REQUIRED ACTIONS:
a - In the blog post about DVD commentaries, what does the quoted advice say to throw hard into the middle of a pond?
b - Please continue the blog post about DVD commentaries, picking up after its last sentence.

*** READING TEXT ***

I love DVD commentaries. They give amazing, behind-the-scenes insight, don't they? It's like watching the movie/show with the actor or director or writer, sitting right there in your living room!
Well, the other night, as I watched the "Thirtysomething" episode about Michael writing a story (see yesterday's entry), I decided to watch it again, using the commentary. Joseph Dougherty, who wrote many of the episodes, gave his insight into this script. And it was fascinating. I wrote down a couple of "writing gems" and wanted to share them with you.
One thing he talked about was plot. He referred to Ed and Marshall (creators of "Thirtysomething") and said they had a very specific way of looking at plot. It's nothing brand-new or earth-shattering, but I loved the way Mr. Dougherty worded this: "When dealing with characters and plot, you take a huge rock, throw it hard into the middle of a pond, and write the ripples."

*** End of READING TEXT ***
*** SUPPLIED MATERIAL ***

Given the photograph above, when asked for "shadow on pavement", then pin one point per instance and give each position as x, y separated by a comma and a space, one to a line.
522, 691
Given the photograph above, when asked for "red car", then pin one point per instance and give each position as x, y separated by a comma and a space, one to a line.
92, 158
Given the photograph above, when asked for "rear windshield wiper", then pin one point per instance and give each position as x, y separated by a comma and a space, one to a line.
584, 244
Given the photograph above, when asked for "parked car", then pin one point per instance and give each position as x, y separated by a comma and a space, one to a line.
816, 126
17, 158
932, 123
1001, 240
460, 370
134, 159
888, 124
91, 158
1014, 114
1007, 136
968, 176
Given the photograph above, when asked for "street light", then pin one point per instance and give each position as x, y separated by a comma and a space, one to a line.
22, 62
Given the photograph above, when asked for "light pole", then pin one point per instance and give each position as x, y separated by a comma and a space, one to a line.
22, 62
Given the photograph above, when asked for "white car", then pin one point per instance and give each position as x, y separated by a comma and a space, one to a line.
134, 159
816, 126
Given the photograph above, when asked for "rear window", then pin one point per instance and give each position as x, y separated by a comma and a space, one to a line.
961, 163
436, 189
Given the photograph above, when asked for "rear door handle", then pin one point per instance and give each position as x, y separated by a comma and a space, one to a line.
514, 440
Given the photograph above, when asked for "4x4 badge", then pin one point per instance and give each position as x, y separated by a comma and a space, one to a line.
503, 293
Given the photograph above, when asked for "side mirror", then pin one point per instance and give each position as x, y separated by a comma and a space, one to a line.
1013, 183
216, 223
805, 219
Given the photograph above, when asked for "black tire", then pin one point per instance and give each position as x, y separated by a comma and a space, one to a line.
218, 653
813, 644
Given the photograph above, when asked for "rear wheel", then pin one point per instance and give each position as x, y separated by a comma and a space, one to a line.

*** End of SUPPLIED MATERIAL ***

LIST OF ANSWERS:
a - A huge rock.

b -
Yes. Take your characters and make something happen TO them. Then - write all those lovely ripple effects - what happens to them after the rock has been thrown.
"Thirtysomething" writers did this time and time again: Give womanizing-commitment-phobe-Gary a baby and watch him deal with it. Give Nancy cancer and watch her struggle (and triumph) over it. Let Michael lose his job and see how he copes with it. Let struggling-photographer Melissa taste some success and see how she handles it.
There are so many more examples of this, but the point remains the same -- give your characters something to react to, something to deal with or fight for, and voila! You have plot.